* **Exercise goal**
Your task is to repeat the entries underneath exactly, minus the pictures.

* **Data entries**
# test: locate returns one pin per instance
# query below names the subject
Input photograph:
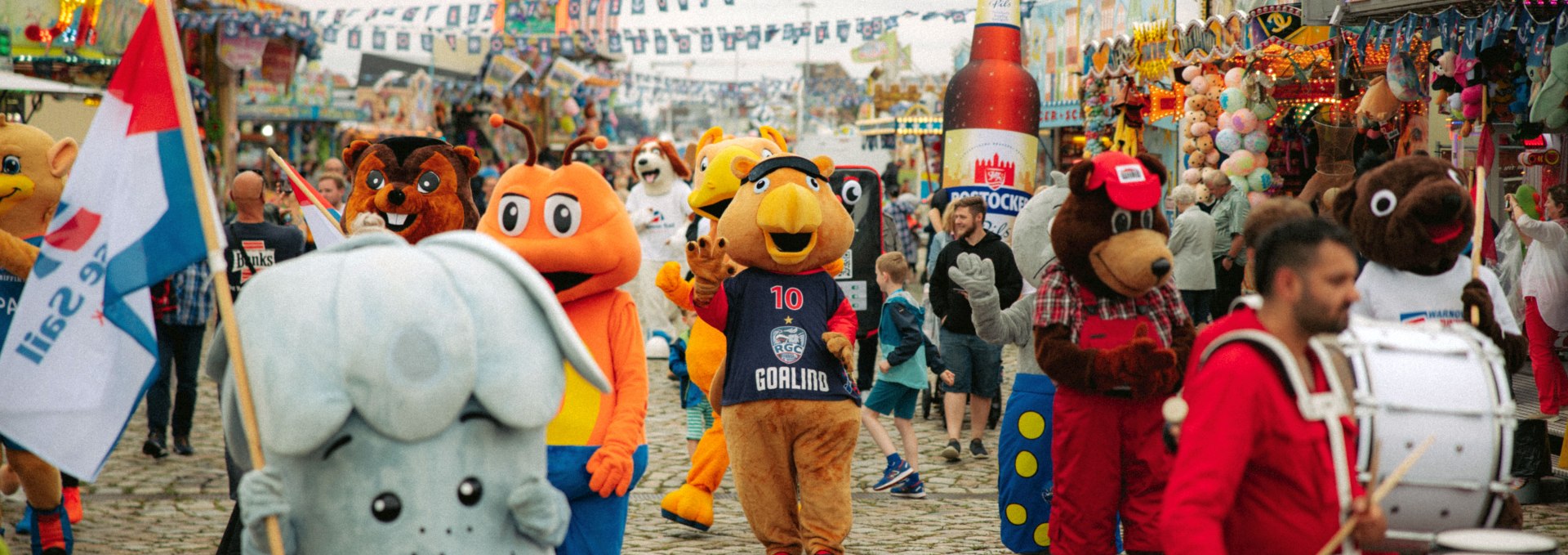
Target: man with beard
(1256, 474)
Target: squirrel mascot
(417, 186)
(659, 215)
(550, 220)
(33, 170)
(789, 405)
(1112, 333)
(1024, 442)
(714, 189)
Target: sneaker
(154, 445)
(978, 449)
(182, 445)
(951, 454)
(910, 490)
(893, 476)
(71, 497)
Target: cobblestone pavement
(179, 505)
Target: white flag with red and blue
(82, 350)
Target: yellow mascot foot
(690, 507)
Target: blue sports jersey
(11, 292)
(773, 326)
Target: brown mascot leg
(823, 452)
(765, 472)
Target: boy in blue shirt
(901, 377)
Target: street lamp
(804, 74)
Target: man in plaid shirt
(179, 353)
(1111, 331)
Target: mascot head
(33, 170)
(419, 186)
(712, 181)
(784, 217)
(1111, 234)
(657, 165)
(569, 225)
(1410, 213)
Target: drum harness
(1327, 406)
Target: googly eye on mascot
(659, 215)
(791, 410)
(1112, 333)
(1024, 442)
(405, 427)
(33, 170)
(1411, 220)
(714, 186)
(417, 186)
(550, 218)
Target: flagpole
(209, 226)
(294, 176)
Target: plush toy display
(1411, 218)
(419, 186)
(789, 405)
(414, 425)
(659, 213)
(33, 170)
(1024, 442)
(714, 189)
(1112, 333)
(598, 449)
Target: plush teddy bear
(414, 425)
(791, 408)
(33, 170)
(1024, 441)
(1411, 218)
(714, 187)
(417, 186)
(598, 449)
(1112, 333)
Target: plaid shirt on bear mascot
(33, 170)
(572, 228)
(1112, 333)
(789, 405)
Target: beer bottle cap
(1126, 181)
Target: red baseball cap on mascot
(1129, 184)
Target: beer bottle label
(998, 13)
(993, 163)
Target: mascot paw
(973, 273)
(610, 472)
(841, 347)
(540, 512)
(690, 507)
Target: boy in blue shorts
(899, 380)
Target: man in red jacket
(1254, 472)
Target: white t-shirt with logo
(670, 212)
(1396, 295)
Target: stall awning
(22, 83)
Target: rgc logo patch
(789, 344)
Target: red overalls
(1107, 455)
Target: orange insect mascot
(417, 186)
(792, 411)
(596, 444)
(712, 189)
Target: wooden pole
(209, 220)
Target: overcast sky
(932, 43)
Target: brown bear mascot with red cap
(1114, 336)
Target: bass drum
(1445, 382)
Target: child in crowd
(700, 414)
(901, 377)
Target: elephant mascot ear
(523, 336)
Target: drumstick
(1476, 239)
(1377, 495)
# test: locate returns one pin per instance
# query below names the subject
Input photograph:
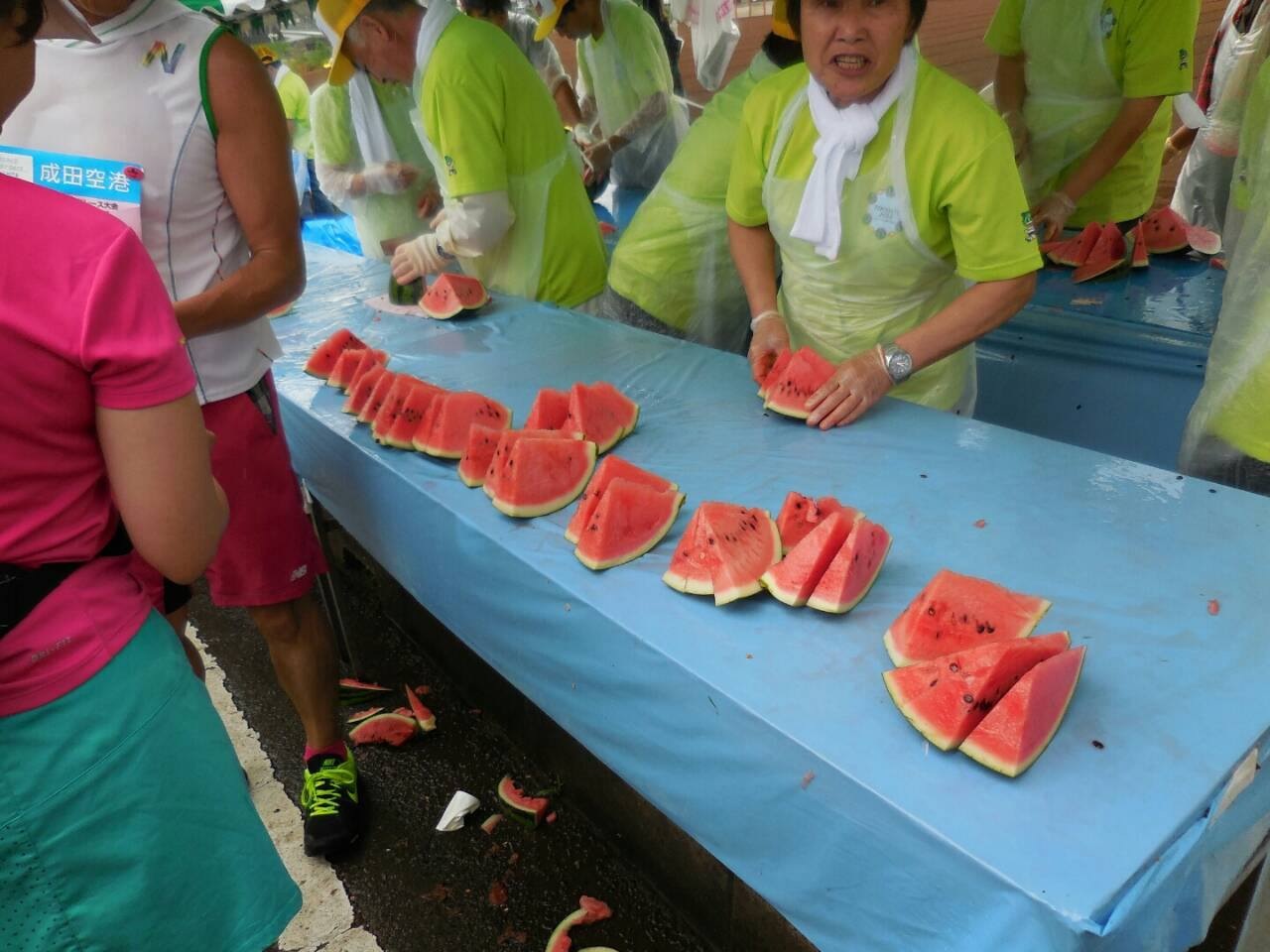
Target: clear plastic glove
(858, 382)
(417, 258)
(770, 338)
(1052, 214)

* **Answer in full**
# test: locate returns one pin per instance
# query below names the subject
Input photograph:
Target: man with beard
(1256, 474)
Target: squirrel mascot
(417, 186)
(659, 215)
(550, 220)
(33, 170)
(789, 405)
(1112, 333)
(1024, 442)
(714, 189)
Target: sneaker
(154, 445)
(978, 449)
(182, 445)
(951, 454)
(910, 490)
(893, 476)
(71, 497)
Target: cobblestone pavement
(179, 505)
Target: white flag with red and blue
(82, 350)
Target: yellow mascot foot
(690, 507)
Target: blue sports jersey
(11, 292)
(773, 326)
Target: brown mascot leg
(823, 452)
(765, 472)
Target: boy in blue shirt
(901, 377)
Target: street lamp
(804, 74)
Target: man in plaid shirt
(179, 353)
(1111, 331)
Target: mascot head
(33, 170)
(419, 186)
(712, 181)
(784, 217)
(1111, 234)
(657, 165)
(569, 225)
(1410, 213)
Target: drum harness
(1327, 406)
Target: googly eye on mascot
(659, 215)
(791, 410)
(1112, 333)
(1024, 442)
(405, 427)
(33, 170)
(1411, 220)
(714, 186)
(417, 186)
(550, 218)
Target: flagpole
(209, 226)
(294, 176)
Target: plush toy display
(1411, 218)
(419, 186)
(789, 405)
(414, 425)
(659, 213)
(33, 170)
(1024, 442)
(714, 189)
(1112, 333)
(598, 449)
Target: plush teddy bear
(414, 425)
(791, 408)
(33, 170)
(1024, 441)
(1411, 218)
(714, 187)
(417, 186)
(598, 449)
(1112, 333)
Target: plaid shirt on bear mascot
(33, 170)
(572, 228)
(1112, 333)
(789, 405)
Target: beer bottle cap
(1126, 181)
Target: red baseball cap on mascot
(1129, 184)
Target: beer bottle label
(998, 13)
(993, 163)
Target: mascot paw
(973, 273)
(610, 472)
(841, 347)
(540, 512)
(690, 507)
Target: boy in blue shorts
(899, 380)
Target: man in red jacket
(1254, 472)
Target: white t-shirt with logo
(670, 212)
(1396, 295)
Target: stall awning
(22, 83)
Target: rgc logo patch
(789, 344)
Target: red overalls
(1107, 455)
Target: orange insect mascot
(417, 186)
(792, 411)
(596, 444)
(712, 189)
Target: wooden pole
(209, 220)
Target: overcast sky
(932, 43)
Target: brown bear mascot with red cap
(1114, 336)
Target: bass drum
(1445, 382)
Target: child in crowd
(700, 414)
(901, 377)
Target: elephant mascot ear
(523, 336)
Target: drumstick
(1476, 239)
(1377, 495)
# test: locate returns one pin per instance
# query below names the subject
Input photograph:
Target: clear plastic glove
(858, 382)
(417, 258)
(770, 338)
(1052, 214)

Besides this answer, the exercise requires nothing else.